Segment Open
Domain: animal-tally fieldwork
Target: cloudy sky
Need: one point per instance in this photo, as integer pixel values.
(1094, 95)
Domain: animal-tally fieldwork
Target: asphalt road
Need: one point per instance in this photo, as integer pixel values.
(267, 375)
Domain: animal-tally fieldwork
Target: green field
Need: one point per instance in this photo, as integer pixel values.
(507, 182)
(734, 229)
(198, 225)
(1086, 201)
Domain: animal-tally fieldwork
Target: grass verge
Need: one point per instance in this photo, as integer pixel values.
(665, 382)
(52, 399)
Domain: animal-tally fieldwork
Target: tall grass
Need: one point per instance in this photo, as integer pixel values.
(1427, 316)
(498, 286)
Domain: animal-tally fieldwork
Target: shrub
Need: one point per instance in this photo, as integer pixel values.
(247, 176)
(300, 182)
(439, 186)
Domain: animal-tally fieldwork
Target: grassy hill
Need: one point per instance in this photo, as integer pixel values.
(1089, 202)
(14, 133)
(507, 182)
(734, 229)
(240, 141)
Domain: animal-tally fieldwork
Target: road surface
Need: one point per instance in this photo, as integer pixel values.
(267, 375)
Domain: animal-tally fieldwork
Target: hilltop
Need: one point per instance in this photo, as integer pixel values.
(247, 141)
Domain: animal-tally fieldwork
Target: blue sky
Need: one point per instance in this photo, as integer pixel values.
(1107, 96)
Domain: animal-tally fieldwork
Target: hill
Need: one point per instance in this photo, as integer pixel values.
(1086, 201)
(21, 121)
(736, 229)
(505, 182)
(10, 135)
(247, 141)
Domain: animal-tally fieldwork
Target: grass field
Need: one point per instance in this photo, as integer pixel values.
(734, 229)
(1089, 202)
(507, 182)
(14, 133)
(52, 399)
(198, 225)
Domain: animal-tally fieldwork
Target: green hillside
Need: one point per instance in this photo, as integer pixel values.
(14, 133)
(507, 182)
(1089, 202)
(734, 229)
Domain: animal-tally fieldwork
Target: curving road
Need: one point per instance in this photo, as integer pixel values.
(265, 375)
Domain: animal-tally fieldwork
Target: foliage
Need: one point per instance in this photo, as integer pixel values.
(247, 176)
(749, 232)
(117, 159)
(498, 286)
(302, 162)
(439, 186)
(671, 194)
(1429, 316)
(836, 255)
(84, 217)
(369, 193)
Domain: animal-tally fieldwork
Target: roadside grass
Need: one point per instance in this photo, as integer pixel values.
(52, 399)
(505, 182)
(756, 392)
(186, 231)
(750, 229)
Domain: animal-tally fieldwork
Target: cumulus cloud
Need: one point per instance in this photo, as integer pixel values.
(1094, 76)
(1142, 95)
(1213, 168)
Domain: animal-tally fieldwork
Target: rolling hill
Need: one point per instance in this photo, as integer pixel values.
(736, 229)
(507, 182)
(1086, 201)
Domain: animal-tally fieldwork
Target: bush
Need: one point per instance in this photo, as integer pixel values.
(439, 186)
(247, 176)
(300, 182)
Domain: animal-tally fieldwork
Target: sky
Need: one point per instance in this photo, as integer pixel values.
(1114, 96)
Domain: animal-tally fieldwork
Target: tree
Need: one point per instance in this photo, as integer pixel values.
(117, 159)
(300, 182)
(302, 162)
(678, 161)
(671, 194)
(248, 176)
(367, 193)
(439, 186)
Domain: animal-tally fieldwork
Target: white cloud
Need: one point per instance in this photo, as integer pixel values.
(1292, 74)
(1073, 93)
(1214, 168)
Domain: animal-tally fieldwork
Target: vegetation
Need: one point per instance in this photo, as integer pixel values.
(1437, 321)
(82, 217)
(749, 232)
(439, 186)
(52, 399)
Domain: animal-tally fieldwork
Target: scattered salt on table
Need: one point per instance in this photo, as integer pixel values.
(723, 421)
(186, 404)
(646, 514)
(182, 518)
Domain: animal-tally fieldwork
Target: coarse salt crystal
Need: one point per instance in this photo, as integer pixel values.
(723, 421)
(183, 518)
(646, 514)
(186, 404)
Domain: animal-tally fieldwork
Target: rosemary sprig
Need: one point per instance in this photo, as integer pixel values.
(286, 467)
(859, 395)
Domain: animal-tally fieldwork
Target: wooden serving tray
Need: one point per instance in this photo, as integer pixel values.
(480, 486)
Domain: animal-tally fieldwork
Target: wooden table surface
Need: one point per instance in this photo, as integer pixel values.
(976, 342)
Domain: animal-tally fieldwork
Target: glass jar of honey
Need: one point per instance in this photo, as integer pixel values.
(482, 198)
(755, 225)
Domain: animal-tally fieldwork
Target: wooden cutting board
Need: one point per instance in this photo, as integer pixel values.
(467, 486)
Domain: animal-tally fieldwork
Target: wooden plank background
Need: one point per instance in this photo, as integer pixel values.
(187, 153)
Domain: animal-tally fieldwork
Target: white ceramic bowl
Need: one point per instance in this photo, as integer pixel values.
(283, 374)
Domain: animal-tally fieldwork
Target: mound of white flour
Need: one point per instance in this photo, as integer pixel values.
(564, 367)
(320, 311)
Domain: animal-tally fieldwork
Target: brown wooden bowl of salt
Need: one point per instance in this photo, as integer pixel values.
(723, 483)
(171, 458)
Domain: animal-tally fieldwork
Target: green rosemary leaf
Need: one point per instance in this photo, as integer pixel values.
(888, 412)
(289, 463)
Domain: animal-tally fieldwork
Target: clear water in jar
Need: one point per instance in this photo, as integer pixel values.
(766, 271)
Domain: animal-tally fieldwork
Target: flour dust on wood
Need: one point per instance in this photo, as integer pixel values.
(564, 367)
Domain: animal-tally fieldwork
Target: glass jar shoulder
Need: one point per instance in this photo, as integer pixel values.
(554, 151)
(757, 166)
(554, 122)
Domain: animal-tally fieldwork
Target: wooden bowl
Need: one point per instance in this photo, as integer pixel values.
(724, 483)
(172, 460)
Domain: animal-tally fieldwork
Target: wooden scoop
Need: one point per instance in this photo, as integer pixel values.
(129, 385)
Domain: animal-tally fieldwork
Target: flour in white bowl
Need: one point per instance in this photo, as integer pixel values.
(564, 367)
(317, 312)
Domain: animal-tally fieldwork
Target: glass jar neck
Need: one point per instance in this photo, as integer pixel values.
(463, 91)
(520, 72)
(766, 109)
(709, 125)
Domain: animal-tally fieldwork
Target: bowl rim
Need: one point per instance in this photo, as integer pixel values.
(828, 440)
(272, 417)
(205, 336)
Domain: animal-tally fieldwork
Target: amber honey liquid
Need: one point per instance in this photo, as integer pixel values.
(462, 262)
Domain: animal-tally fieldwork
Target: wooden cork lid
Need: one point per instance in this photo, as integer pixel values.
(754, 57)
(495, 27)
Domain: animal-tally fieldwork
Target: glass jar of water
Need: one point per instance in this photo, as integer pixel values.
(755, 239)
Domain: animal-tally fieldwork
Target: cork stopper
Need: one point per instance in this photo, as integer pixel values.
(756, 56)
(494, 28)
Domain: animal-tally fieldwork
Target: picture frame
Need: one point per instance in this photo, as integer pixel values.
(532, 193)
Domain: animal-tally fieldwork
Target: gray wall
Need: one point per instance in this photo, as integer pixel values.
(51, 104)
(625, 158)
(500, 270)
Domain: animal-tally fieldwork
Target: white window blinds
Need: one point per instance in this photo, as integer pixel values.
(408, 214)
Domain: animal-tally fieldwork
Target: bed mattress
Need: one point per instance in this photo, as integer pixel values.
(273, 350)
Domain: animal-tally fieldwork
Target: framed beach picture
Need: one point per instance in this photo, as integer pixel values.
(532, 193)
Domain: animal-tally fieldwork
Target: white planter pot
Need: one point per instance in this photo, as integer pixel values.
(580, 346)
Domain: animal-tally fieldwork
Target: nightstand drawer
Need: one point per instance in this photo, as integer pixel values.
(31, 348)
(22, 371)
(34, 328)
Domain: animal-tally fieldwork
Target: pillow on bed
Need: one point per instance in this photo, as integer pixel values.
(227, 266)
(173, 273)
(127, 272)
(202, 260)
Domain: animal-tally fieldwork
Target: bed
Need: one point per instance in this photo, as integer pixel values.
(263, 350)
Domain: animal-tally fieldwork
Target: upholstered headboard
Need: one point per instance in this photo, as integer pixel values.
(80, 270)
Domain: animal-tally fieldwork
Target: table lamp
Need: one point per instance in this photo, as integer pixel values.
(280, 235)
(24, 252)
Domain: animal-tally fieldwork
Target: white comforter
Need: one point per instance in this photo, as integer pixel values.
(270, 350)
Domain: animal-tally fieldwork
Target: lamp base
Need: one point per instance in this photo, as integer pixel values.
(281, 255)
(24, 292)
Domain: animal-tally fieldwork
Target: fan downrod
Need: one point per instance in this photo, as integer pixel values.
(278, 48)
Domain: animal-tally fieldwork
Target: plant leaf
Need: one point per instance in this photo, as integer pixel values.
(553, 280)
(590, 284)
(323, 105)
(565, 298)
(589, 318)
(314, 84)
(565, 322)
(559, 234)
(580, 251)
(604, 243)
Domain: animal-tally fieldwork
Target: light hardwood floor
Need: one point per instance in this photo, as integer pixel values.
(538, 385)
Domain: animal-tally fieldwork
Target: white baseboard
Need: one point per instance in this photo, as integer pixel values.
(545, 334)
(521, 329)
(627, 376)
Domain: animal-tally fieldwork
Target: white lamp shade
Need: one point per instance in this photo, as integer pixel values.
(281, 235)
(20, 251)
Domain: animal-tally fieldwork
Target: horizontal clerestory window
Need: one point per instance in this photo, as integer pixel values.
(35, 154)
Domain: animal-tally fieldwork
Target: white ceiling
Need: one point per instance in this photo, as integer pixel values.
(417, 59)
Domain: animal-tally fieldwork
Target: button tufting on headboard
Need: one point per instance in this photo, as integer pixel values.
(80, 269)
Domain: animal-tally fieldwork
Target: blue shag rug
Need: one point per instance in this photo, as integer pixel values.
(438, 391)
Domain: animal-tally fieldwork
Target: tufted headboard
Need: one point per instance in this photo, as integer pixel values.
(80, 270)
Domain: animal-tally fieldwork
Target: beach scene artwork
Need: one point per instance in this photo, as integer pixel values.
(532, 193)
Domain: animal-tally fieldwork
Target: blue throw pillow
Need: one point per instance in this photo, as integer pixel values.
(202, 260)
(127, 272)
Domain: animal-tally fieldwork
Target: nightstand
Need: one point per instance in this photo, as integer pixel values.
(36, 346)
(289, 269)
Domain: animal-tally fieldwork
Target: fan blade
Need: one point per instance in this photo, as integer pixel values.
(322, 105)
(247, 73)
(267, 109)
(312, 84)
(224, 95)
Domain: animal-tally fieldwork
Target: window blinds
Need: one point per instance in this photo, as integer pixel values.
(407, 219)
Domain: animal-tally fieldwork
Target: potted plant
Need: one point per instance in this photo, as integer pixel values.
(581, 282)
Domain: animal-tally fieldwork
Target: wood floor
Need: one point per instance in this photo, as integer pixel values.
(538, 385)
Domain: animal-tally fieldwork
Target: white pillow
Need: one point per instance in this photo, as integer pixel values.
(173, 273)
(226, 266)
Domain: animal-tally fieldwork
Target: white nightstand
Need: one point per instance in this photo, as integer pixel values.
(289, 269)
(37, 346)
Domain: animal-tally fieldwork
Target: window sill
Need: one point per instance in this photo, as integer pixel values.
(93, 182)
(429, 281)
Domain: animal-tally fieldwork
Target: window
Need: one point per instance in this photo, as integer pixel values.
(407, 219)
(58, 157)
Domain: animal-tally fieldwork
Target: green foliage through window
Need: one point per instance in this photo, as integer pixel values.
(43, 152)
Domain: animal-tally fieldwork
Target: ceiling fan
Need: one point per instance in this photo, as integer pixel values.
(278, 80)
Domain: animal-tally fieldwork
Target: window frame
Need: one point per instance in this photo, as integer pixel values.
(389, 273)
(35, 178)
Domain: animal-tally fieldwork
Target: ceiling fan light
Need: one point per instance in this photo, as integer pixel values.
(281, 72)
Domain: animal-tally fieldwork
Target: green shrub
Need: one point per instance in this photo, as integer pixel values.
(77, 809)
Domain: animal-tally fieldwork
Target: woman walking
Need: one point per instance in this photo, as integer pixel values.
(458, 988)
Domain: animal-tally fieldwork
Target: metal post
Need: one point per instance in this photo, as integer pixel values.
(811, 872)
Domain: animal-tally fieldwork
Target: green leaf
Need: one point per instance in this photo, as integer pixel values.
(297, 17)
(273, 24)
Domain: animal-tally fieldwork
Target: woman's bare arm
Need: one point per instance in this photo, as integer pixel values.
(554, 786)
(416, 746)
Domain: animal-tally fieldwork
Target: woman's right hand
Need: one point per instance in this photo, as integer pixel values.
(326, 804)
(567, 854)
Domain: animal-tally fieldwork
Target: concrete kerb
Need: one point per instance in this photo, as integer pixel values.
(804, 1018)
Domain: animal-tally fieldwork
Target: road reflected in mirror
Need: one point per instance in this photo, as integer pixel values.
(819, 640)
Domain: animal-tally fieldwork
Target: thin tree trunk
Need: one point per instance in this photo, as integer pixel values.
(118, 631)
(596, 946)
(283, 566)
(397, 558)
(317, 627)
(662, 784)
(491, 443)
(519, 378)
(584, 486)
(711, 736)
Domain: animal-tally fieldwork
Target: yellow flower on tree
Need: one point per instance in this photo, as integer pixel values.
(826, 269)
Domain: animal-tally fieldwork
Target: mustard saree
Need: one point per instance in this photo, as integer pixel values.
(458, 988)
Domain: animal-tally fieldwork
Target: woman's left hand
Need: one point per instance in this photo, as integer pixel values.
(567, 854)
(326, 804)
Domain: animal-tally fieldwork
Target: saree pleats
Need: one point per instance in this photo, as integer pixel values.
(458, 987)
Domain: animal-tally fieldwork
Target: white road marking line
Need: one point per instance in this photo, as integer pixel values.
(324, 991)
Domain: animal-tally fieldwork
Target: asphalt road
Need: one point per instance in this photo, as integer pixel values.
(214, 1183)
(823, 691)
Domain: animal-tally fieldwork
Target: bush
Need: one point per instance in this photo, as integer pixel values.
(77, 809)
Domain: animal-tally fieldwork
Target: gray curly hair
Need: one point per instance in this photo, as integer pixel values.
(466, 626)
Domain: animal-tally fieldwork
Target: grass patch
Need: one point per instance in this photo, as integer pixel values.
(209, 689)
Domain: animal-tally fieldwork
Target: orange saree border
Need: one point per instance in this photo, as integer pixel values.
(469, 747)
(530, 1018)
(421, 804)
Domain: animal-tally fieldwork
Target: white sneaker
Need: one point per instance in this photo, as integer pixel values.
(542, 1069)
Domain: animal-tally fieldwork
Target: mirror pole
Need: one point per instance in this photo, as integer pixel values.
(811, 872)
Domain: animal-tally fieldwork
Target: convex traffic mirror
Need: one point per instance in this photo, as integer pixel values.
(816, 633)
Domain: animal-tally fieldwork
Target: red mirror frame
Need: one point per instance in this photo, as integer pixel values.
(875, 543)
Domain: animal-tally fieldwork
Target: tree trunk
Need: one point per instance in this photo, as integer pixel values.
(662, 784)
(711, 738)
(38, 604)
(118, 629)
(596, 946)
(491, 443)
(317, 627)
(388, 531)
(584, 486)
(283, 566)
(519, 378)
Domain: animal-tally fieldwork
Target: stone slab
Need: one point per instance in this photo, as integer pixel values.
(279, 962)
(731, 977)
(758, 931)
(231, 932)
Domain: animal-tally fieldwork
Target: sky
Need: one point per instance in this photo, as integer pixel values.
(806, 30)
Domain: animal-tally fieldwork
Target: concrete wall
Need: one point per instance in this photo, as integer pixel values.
Segment Closed
▶ _What you need to do_
Find the string "foliage" in the material above. Then copy each line that has it.

▶ _The completed task_
Target: foliage
Target: green foliage through window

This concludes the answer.